■ Текст для чтения

= = =

Значит, разумнее будет согласиться (см. выше), что скандинавская этимология для нашего «Русь» или хотя бы для финского Ruotsi не найдена[184]. Не является выходом из положения случайный вариант скандинавской этимологии, предложенный в свое время Бримом[185]: фин. Ruotsi/ русск. Русь – из древнешведского drôt «толпа», «дружина» (в конце концов, как попробовали показать мы выше, нам приоткрывается в слове «Русь» совсем другая этимологическая семантика). Вот и приходит тут на память пророческий приговор Яна Отрембского по всей этой затянувшейся тяжбе (нам напомнил о нем в своей статье С. Роспонд): «Эта концепция (имеется в виду норманнская этимология Руси у Фасмера. – О.Т.) является одной из величайших ошибок, когда-либо совершавшихся наукой»[186]. Сказано сильно, но чем больше и дальше мы приглядываемся к этому «скандинавскому узлу», тем восприимчивее мы делаемся и к этому горькому суждению. Далее. Когда нас вот уже сколько времени пытаются приучить к мысли, что и название какой-то части Швеции или шведов (?), и свое собственное имя (?) мы получили от финнов, как-то при этом даже не дают себе труда задуматься над социологическим и социолингвистическим правдоподобием этого ответственного акта. Ведь к заимствованию побуждает престиж дающей стороны. А был ли он тогда (более тысячи лет назад!) в нужном размере у небольших и вынужденно малочисленных и небогатых во всех отношениях племен примитивных охотников и рыболовов, которыми были на памяти истории (и археологии) так и не поднявшиеся до уровня собственной государственности финны (ХХ век – не в счет)?.. Значение и вес тогдашней Финляндии (если можно так назвать совокупность разнообразных островков финноязычного населения VIII – IX веков) были для этого слишком незначительны[187]. Ведь финское Ruotsi своей, финской, этимологии не имеет, и искать там ее бесполезно. Вместе с тем связь финского Ruotsi и нашего Русь остается, и ее никто не в силах отменить. Все идет к тому, что объяснить разумно эту связь можно, лишь изменив привычный угол зрения. Но сначала – о финских (в широком смысле) данных.

= = =

■ Предоставленные материалы

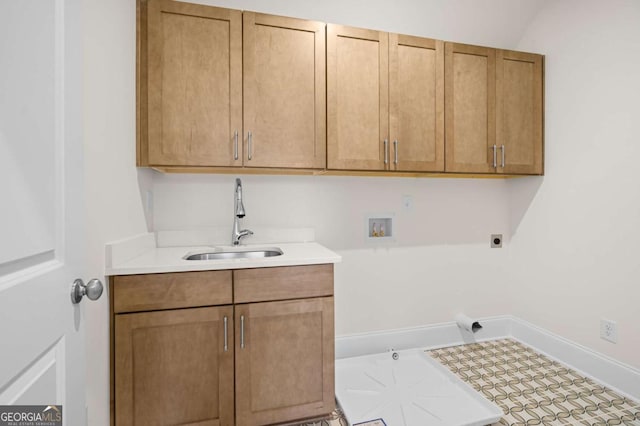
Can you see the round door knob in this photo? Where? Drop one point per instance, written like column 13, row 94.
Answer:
column 93, row 290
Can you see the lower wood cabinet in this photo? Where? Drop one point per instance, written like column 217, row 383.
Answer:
column 284, row 360
column 176, row 362
column 172, row 367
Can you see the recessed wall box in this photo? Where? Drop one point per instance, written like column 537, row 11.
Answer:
column 380, row 227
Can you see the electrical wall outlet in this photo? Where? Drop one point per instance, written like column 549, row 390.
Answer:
column 609, row 330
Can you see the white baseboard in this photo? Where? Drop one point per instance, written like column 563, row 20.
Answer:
column 622, row 378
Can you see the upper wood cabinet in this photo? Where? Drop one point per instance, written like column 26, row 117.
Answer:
column 225, row 89
column 357, row 98
column 190, row 82
column 385, row 98
column 200, row 104
column 470, row 108
column 416, row 103
column 519, row 106
column 284, row 92
column 494, row 108
column 172, row 367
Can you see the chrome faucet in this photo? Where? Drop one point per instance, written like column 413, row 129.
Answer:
column 238, row 214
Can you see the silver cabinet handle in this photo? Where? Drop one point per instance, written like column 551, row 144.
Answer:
column 495, row 157
column 242, row 331
column 386, row 151
column 395, row 147
column 226, row 336
column 235, row 145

= = =

■ Поставленная задача
Из какого древнешведского слова Брим выводил финское Ruotsi и русское «Русь», судя по тексту об этимологии слова «Русь»? Записи взяты из другого источника.

■ Выполненное задание
Из слова drôt, означающего «толпа», «дружина».